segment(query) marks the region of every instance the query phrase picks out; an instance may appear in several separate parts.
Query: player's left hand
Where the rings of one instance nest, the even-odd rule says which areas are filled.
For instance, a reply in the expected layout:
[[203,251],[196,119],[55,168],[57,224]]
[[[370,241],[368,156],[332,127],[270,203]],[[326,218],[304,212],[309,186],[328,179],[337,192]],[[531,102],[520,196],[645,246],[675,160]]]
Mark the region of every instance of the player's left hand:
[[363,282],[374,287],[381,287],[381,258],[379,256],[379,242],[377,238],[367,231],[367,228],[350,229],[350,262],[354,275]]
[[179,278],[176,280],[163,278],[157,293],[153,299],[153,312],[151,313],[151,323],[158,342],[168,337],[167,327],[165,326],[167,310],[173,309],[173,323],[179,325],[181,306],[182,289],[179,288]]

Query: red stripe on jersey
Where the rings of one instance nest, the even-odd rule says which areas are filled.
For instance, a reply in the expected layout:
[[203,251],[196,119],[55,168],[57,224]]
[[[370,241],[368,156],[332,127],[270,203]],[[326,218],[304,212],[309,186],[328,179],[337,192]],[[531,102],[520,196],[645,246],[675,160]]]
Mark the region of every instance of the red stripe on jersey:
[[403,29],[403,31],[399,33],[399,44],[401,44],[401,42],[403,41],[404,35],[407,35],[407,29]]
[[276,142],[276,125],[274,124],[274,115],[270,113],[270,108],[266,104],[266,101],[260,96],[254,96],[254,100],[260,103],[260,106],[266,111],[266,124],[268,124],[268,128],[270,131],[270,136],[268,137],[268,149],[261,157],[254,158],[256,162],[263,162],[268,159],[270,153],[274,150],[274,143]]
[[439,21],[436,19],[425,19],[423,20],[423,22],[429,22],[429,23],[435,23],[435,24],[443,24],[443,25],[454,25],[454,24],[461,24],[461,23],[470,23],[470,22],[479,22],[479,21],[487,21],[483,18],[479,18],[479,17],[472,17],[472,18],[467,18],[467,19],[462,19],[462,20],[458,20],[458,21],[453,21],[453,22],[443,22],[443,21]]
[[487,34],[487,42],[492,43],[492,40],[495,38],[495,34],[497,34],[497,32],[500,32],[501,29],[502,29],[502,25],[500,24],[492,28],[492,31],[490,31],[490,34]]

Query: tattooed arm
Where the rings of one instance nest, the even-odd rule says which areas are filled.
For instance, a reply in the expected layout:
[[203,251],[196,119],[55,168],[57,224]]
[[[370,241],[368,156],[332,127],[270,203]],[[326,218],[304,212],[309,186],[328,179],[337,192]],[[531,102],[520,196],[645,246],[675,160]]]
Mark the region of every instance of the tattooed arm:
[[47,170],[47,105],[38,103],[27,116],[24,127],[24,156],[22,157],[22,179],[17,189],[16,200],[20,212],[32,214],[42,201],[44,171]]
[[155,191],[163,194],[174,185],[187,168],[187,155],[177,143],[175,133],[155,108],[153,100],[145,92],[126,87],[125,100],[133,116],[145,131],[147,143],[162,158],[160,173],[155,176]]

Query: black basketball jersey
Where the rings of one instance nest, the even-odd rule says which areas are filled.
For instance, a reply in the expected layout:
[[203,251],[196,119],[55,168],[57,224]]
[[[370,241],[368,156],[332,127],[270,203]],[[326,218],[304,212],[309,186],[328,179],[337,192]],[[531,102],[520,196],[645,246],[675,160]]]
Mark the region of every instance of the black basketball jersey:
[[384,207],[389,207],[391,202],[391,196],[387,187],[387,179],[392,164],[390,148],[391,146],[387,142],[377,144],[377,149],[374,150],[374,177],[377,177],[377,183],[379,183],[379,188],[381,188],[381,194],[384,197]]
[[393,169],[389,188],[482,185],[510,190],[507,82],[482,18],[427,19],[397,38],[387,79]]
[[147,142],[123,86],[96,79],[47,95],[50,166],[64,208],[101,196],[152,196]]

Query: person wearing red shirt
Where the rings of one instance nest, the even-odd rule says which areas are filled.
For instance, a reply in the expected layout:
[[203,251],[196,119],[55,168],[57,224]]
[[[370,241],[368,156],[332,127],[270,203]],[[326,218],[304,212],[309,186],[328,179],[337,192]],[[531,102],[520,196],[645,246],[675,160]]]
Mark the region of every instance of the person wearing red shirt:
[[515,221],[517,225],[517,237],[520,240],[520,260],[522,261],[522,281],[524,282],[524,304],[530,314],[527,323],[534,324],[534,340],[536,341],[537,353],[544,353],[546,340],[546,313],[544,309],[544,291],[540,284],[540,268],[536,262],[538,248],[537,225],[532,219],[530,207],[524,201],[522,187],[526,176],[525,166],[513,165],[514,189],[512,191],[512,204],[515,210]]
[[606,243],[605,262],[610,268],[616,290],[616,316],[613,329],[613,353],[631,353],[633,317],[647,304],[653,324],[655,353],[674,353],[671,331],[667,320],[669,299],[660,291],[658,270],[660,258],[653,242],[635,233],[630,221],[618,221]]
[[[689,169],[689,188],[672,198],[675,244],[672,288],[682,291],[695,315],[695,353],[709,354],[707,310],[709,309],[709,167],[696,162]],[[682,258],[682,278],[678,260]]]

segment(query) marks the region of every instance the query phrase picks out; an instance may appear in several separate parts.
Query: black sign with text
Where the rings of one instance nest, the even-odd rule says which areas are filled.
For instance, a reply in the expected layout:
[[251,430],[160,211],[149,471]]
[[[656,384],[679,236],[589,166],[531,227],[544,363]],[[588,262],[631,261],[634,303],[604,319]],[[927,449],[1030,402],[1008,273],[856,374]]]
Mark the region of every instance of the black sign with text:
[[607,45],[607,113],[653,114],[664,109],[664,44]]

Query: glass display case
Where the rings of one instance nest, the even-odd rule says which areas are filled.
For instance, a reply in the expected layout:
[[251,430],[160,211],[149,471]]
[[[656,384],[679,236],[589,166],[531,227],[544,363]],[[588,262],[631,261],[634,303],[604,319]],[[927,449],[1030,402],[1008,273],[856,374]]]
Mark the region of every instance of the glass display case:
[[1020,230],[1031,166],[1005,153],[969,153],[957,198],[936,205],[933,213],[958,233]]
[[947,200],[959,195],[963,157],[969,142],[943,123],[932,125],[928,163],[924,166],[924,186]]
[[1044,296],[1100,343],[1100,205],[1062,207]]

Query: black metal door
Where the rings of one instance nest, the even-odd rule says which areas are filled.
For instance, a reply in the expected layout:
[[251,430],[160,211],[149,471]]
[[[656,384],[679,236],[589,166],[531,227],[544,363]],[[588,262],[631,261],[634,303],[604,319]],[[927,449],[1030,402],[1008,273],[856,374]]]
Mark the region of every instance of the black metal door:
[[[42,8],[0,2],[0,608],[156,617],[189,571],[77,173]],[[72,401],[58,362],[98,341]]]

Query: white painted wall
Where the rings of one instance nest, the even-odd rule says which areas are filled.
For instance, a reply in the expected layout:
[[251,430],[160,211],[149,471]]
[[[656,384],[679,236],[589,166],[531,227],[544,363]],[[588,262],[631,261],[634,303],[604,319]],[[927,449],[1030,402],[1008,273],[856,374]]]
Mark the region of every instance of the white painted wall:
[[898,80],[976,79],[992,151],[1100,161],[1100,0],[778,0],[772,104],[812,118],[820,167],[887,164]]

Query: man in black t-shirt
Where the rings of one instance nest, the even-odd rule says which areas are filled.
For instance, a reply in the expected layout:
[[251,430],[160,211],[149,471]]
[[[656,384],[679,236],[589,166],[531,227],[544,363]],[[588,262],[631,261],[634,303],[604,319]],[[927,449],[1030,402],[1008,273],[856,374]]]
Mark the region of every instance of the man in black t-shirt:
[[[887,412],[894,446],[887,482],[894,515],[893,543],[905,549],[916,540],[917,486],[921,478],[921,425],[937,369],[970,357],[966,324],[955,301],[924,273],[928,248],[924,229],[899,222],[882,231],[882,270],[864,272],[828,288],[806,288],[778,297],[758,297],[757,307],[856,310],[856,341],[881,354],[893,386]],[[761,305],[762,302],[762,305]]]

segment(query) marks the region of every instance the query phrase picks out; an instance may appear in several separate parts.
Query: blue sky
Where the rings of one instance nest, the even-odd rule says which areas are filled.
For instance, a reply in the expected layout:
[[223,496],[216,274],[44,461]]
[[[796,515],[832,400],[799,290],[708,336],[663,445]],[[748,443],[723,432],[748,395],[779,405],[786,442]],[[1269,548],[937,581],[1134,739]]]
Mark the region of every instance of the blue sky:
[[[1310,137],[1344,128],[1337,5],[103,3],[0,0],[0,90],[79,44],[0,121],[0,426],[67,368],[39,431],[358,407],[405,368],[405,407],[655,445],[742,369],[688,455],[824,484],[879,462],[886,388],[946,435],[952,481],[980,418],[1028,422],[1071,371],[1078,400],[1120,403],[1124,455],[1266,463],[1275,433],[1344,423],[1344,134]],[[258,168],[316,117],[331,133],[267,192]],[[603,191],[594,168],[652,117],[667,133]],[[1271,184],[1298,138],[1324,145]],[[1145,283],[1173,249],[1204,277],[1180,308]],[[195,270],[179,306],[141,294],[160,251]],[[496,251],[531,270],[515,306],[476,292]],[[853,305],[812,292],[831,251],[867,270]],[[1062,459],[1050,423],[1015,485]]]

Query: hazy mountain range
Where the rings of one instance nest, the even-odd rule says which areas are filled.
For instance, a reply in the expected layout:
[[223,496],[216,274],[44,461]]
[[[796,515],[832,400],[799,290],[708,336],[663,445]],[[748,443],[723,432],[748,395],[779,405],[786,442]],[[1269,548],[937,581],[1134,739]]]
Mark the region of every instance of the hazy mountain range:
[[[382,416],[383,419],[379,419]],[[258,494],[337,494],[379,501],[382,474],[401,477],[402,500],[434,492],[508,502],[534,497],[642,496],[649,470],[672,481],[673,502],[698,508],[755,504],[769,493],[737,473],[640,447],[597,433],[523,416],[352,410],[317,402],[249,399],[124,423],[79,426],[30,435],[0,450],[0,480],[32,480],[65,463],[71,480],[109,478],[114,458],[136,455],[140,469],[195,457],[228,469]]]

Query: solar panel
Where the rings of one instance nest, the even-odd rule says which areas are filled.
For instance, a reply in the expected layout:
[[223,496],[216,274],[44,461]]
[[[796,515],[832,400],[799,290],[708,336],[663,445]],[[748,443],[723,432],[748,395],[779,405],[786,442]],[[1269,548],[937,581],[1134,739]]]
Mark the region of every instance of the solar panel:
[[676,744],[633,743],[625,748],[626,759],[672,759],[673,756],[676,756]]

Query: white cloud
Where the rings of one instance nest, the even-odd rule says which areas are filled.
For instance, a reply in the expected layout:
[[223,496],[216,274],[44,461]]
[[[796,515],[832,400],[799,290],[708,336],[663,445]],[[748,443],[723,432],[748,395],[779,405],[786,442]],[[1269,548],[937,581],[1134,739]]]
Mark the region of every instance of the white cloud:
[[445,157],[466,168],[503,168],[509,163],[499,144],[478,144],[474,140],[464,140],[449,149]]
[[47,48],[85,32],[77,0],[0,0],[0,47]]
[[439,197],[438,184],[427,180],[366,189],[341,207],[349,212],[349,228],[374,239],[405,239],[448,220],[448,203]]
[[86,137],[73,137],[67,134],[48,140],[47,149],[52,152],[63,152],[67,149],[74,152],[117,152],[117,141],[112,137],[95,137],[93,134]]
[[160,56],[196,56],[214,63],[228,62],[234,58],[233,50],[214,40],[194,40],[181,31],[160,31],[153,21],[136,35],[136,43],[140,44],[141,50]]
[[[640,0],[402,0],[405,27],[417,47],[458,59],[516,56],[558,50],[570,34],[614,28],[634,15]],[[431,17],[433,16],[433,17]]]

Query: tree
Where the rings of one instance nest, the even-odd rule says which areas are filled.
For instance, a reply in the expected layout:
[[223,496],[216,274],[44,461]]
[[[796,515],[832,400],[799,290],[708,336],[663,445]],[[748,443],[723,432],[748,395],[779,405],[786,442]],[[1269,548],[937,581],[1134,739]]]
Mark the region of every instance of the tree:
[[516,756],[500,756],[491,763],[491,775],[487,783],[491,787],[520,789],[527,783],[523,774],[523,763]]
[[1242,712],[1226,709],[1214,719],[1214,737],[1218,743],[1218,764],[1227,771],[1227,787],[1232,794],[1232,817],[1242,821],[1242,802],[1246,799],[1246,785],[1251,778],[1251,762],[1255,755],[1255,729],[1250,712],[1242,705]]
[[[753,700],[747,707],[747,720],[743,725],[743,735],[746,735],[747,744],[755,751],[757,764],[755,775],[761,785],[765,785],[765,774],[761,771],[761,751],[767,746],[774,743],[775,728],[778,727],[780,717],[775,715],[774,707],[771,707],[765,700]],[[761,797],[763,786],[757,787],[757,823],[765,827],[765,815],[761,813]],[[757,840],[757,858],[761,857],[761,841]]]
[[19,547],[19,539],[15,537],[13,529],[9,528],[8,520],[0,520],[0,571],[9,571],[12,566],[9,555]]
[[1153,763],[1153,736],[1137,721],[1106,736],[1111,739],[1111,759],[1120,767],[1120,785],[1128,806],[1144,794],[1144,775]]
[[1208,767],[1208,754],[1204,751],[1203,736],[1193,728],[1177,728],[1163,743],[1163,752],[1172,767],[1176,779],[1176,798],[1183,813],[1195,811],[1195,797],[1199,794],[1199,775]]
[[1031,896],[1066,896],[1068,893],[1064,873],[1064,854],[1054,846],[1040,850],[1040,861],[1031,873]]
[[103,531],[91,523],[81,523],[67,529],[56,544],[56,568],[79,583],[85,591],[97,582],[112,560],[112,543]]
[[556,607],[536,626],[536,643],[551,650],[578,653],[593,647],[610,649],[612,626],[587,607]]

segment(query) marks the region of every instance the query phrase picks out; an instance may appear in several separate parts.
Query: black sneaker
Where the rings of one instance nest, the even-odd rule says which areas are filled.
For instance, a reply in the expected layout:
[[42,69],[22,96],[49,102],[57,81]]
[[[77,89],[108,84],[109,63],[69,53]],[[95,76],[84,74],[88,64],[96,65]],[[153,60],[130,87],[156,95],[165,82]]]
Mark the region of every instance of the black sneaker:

────────────────────

> ARBEITSAUFTRAG:
Gib jede Zeile der Einträge oben zurück, die das Wort „white“ enthält. Groß- und Kleinschreibung sind dabei zu beachten.

> LÖSUNG:
Query: white painted wall
Mark the region of every instance of the white painted wall:
Query: white cloud
Mark the region of every instance of the white cloud:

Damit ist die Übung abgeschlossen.